# Work to complete:
Would you please repeat exactly the lines from the one containing "the sky, one" to the end of the records, both included, and leave out the rest?

Recorded data

◇ ◇ ◇

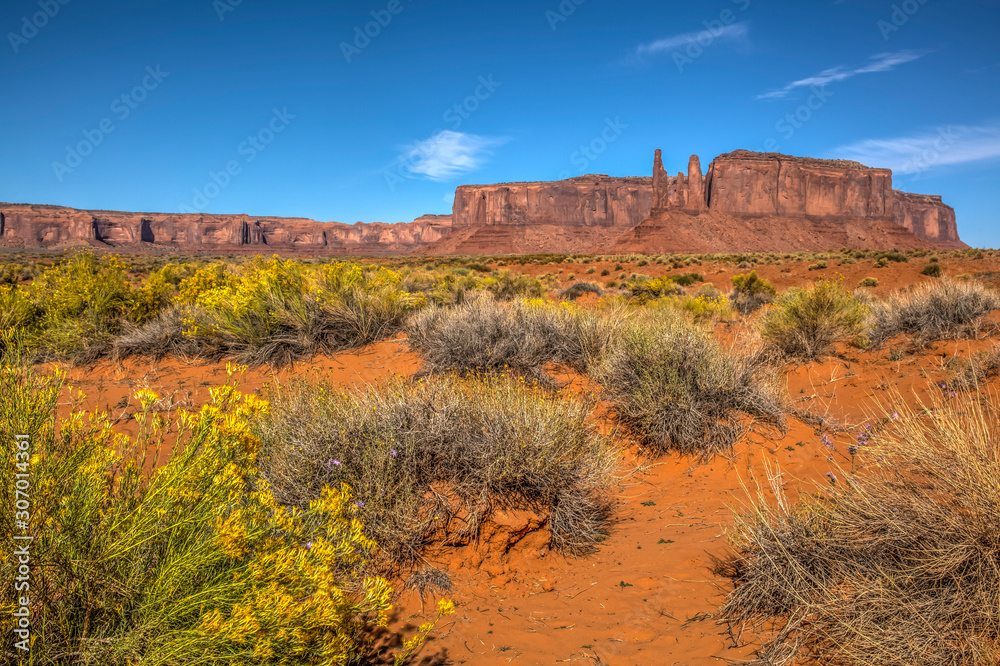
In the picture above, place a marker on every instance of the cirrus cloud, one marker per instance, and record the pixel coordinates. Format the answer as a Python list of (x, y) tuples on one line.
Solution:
[(914, 154), (448, 154), (882, 62)]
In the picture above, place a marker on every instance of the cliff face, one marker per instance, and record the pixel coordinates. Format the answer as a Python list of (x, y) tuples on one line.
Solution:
[(743, 202), (587, 201), (758, 184), (744, 184), (53, 227)]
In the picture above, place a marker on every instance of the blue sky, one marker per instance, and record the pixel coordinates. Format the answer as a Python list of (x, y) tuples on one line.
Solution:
[(290, 108)]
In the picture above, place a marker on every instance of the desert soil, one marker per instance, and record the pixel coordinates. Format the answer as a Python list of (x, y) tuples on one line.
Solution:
[(647, 596)]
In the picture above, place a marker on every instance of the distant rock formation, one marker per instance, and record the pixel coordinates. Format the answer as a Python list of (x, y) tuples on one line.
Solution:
[(770, 202), (587, 201), (55, 227), (744, 202)]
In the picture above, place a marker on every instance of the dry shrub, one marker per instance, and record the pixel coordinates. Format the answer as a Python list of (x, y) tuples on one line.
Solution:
[(578, 289), (440, 456), (933, 311), (806, 323), (680, 390), (750, 292), (162, 337), (978, 369), (897, 564), (483, 335)]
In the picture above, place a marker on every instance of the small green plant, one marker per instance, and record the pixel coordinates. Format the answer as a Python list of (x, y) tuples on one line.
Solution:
[(751, 292), (492, 442), (932, 270), (679, 390), (935, 310), (805, 323)]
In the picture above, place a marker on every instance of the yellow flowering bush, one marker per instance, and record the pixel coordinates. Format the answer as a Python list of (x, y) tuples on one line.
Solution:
[(194, 563)]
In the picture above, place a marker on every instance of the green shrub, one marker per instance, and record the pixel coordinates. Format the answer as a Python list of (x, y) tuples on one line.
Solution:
[(645, 288), (74, 309), (933, 270), (578, 289), (892, 561), (436, 458), (483, 335), (805, 323), (195, 564), (679, 390), (933, 311), (688, 279), (750, 292), (276, 312)]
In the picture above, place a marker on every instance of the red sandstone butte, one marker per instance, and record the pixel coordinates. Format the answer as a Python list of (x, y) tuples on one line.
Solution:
[(54, 227), (743, 202)]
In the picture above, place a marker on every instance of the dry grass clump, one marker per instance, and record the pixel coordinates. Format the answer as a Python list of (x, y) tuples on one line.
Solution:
[(933, 311), (483, 335), (680, 390), (578, 289), (978, 369), (163, 337), (439, 456), (898, 564), (805, 323), (750, 293)]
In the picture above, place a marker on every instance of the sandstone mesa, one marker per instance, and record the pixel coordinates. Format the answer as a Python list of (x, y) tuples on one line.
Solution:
[(743, 202)]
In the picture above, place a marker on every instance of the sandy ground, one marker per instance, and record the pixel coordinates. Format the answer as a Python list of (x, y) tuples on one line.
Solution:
[(648, 596)]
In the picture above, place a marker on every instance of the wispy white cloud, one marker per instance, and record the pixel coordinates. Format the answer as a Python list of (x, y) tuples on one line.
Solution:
[(448, 154), (729, 33), (906, 155), (882, 62)]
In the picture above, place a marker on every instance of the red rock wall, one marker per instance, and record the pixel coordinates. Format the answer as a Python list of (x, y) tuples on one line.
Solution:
[(589, 201), (747, 184), (924, 215), (54, 226)]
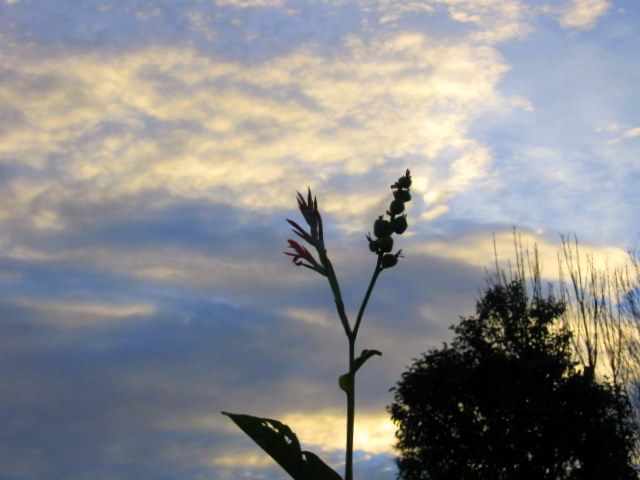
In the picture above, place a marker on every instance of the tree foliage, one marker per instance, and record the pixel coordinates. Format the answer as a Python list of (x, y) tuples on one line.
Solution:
[(504, 401)]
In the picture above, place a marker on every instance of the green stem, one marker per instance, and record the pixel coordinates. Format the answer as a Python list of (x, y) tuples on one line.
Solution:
[(335, 288), (365, 300), (351, 411)]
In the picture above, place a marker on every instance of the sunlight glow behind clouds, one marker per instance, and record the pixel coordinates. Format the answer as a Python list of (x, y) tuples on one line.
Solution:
[(149, 154), (222, 128)]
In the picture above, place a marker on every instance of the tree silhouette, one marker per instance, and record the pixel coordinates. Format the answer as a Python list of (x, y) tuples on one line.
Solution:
[(504, 401)]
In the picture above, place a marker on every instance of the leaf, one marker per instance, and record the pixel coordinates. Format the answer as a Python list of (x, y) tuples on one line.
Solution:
[(346, 381), (283, 446), (317, 469), (364, 356)]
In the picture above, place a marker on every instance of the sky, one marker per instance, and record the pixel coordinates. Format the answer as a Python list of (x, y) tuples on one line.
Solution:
[(151, 150)]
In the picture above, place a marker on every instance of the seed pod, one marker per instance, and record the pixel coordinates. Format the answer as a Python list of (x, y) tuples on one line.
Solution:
[(400, 224), (389, 260), (386, 244), (382, 227), (396, 207), (403, 195)]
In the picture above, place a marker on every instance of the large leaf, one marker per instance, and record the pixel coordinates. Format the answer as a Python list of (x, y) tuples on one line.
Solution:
[(283, 446)]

◇ ◇ ◇

# Task answer:
In the picture above, place a marker on every instance of the sky, one marker per instance, and record the pixel coordinates. Format the answer as a Python list of (x, y) tuples on one line.
Solution:
[(151, 150)]
In the picture above, place a marker on every instance of the seed pod, one marker per instance, and record the pixel coordinates. Format the answer as a Python list of (x, y) tuples on one line.
Solution:
[(400, 224), (389, 260), (386, 244), (382, 227), (396, 207), (403, 195)]
In the picture above, place a marker on every instance of the large leaf, one marker per instance, and record the pixel coordinates. Format the answer as a Python list of (x, y) tuples on one line.
Solution:
[(283, 446)]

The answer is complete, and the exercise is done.